Task inputs
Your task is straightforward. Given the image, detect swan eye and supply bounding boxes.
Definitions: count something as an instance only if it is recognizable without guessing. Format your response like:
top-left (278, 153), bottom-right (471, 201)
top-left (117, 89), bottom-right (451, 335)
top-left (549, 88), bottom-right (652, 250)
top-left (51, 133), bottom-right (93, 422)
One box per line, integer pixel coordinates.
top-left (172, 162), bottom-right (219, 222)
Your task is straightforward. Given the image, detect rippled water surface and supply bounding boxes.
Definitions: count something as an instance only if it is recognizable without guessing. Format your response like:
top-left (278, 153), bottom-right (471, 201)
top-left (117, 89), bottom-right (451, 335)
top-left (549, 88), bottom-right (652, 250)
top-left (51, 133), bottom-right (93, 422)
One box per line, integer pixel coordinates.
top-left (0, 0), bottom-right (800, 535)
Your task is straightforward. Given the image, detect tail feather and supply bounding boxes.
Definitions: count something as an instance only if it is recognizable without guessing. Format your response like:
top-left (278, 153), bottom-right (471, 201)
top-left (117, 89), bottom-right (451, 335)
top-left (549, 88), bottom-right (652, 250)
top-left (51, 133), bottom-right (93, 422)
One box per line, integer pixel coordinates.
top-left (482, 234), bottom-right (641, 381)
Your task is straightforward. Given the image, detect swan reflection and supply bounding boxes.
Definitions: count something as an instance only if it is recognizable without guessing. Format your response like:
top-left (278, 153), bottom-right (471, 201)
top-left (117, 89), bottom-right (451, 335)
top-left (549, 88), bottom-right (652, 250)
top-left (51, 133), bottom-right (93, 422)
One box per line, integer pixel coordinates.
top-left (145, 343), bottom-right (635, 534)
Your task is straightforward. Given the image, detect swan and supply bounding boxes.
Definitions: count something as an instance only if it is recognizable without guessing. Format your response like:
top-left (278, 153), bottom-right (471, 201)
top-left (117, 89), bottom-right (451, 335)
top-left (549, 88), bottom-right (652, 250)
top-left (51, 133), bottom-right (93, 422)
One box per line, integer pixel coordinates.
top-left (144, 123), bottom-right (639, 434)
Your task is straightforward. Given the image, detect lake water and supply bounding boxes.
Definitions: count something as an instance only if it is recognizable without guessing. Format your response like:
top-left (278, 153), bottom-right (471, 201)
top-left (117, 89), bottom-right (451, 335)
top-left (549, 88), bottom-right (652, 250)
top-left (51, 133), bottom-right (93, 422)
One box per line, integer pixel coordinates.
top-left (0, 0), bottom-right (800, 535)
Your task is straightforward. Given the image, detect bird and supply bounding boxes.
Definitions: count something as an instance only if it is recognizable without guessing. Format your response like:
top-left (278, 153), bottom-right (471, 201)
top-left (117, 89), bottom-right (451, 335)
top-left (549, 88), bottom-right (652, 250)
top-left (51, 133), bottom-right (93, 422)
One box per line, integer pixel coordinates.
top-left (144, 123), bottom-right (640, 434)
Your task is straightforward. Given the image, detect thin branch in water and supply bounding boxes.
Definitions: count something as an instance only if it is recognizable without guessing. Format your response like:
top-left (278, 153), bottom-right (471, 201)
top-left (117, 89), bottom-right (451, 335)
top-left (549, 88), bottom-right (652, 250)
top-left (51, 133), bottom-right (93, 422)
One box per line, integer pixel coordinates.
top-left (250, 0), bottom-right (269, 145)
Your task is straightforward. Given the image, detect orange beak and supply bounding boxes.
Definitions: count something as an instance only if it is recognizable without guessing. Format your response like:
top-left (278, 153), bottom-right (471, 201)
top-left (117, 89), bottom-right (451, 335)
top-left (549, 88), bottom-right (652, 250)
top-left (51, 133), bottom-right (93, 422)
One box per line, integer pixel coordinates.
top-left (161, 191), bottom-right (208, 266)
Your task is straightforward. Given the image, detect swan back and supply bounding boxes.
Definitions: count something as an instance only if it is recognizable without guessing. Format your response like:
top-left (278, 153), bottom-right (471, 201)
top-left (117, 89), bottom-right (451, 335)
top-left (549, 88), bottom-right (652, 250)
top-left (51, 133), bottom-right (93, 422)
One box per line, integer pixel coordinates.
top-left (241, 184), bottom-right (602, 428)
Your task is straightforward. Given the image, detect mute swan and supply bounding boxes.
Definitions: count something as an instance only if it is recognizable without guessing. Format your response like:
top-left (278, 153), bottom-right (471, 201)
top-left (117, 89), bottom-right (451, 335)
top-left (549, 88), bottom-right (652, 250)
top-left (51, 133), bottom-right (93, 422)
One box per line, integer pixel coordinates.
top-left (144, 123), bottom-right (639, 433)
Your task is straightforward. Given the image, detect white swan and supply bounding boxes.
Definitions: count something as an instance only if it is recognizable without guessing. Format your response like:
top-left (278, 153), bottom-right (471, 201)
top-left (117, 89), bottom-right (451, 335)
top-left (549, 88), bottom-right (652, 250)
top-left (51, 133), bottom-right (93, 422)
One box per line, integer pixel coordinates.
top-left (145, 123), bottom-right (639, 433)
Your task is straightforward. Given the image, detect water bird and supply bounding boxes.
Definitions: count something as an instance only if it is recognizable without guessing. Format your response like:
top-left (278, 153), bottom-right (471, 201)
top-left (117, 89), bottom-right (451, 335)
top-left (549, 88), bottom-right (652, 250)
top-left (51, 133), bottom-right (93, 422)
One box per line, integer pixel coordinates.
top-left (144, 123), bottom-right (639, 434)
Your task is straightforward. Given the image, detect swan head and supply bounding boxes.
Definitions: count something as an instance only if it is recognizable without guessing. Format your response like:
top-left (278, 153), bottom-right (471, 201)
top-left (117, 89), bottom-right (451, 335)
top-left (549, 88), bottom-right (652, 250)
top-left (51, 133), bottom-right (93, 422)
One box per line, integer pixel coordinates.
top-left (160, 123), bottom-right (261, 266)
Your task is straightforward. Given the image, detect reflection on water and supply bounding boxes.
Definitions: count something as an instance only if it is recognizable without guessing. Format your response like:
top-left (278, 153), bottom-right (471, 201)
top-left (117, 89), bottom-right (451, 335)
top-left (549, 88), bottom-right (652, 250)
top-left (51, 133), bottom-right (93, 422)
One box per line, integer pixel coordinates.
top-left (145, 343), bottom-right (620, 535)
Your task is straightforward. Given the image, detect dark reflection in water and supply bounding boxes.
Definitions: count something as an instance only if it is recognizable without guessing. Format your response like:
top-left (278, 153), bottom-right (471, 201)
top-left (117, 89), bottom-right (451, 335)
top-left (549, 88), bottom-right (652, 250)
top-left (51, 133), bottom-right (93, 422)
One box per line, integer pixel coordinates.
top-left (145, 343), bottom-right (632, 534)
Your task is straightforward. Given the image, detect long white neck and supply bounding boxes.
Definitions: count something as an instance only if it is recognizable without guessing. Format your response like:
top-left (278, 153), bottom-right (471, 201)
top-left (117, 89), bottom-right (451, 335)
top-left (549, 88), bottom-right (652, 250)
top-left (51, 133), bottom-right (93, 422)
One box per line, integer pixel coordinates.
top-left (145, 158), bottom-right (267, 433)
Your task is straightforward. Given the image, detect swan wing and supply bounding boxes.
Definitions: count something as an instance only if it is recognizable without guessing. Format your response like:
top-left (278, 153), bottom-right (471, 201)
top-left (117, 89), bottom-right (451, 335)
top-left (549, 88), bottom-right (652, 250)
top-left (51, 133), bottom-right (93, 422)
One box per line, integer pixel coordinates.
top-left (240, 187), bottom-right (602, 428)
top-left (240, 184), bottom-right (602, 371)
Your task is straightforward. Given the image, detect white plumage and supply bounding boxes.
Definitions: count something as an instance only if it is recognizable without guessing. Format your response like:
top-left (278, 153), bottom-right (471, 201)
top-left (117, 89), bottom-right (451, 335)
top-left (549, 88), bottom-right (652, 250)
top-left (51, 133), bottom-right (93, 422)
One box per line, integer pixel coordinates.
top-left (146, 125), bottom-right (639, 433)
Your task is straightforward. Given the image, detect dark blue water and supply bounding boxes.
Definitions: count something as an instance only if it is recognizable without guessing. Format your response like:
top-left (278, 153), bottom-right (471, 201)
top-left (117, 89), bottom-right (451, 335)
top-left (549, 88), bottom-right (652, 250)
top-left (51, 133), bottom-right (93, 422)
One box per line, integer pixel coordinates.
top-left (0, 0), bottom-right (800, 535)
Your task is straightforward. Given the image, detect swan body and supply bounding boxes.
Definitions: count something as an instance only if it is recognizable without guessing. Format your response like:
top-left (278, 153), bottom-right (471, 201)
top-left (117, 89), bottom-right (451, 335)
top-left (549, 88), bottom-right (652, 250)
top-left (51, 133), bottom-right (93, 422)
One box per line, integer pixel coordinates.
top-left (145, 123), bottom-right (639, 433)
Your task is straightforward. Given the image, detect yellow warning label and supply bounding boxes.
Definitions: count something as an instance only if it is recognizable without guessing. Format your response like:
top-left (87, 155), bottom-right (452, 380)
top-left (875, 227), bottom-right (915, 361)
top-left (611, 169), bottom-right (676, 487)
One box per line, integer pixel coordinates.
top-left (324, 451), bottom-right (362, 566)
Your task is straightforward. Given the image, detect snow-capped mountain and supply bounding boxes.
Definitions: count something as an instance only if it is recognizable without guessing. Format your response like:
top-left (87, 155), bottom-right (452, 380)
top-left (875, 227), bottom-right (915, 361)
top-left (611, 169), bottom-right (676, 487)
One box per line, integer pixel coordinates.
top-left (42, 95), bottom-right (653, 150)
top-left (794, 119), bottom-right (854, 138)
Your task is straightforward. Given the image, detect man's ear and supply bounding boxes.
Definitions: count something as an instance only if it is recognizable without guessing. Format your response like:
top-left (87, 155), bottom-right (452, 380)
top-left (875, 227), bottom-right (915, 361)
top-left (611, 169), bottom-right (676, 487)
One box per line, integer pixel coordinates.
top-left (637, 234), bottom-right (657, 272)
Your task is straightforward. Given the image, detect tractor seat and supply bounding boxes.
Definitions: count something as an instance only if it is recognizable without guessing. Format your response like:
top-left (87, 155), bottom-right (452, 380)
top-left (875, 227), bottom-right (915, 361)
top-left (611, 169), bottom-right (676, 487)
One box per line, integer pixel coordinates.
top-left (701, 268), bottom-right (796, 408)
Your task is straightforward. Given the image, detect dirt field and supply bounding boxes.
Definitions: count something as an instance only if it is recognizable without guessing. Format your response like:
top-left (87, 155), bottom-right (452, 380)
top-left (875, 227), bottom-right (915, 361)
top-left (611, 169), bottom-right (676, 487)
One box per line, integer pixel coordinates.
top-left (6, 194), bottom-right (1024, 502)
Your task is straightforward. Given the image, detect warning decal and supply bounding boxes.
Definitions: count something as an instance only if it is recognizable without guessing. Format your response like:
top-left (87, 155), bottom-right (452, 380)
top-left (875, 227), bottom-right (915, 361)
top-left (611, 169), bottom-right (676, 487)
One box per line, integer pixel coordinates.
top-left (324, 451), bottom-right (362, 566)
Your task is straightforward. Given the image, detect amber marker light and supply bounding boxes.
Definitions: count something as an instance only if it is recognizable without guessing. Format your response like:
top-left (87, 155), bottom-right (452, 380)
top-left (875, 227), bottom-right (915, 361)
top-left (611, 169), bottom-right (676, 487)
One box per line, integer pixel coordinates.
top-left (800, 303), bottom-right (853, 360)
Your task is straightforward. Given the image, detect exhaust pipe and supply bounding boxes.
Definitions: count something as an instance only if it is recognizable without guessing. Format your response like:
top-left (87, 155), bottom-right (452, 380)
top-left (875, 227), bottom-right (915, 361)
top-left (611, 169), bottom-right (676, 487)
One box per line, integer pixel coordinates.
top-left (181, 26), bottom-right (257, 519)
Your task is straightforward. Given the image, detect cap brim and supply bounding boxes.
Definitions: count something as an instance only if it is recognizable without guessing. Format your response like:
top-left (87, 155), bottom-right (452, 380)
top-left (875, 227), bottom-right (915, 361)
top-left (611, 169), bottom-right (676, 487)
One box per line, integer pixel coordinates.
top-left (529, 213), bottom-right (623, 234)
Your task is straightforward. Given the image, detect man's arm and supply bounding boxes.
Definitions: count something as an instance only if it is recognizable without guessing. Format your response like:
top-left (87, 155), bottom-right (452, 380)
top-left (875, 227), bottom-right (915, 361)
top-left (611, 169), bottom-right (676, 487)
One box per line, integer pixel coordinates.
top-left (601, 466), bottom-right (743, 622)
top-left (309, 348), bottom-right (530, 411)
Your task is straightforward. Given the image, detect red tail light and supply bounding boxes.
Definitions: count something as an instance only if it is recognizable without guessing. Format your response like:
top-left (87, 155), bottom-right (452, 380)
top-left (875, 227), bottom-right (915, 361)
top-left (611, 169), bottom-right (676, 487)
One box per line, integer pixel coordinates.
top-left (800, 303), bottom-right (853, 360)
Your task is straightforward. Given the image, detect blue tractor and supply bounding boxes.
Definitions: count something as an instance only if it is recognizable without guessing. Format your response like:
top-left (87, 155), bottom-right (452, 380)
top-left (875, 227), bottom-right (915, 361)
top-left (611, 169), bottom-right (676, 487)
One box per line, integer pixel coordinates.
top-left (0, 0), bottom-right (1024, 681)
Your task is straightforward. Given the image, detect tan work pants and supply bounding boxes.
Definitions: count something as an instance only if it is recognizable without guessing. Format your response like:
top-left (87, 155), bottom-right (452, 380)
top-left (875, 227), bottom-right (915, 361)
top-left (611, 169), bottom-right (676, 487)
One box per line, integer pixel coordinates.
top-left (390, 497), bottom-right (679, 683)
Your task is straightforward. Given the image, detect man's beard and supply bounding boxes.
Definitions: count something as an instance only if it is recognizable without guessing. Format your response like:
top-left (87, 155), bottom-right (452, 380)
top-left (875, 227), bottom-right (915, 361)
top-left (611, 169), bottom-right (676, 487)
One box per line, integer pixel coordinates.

Task
Edit the lines running from the line with "Your task is straightforward. Given the image, detect water" to the line with "top-left (145, 343), bottom-right (632, 534)", substituting "swan neck" for "swan head" and leaving all else unchanged; return only those lines.

Reply to the task
Your task is straightforward. Given the image, detect water bird and supply bounding boxes.
Definitions: count something as an instance only if it is recognizable without guessing. Format your response like:
top-left (278, 153), bottom-right (471, 201)
top-left (117, 89), bottom-right (451, 335)
top-left (549, 88), bottom-right (652, 250)
top-left (51, 133), bottom-right (93, 422)
One box per line, integer pixel coordinates.
top-left (144, 123), bottom-right (639, 434)
Your task is straightforward. Given the image, detect swan neck and supply bounding boxes.
Definitions: count something as an instance only if it is recognizable without guessing. Format your response like:
top-left (278, 153), bottom-right (471, 201)
top-left (117, 89), bottom-right (451, 335)
top-left (549, 88), bottom-right (652, 250)
top-left (51, 133), bottom-right (93, 422)
One box per line, integer pixel coordinates.
top-left (160, 123), bottom-right (261, 266)
Your task is straightforward. Given the image, detect reflection on water and supply bounding boxes.
Definitions: count something as an instance only if it is recognizable without guessing. Format your response like:
top-left (278, 153), bottom-right (471, 201)
top-left (117, 89), bottom-right (451, 335)
top-left (549, 88), bottom-right (652, 250)
top-left (51, 133), bottom-right (93, 422)
One box per line, integer pixel coordinates.
top-left (145, 343), bottom-right (620, 535)
Your task is straightforward. Given the image, detect dark reflection in water and supply bounding boxes.
Definitions: count something as an instance only if it is recognizable without guessing. Format your response like:
top-left (278, 153), bottom-right (471, 201)
top-left (117, 89), bottom-right (451, 335)
top-left (549, 88), bottom-right (652, 250)
top-left (51, 133), bottom-right (93, 422)
One box per line, integer pixel coordinates.
top-left (145, 343), bottom-right (632, 534)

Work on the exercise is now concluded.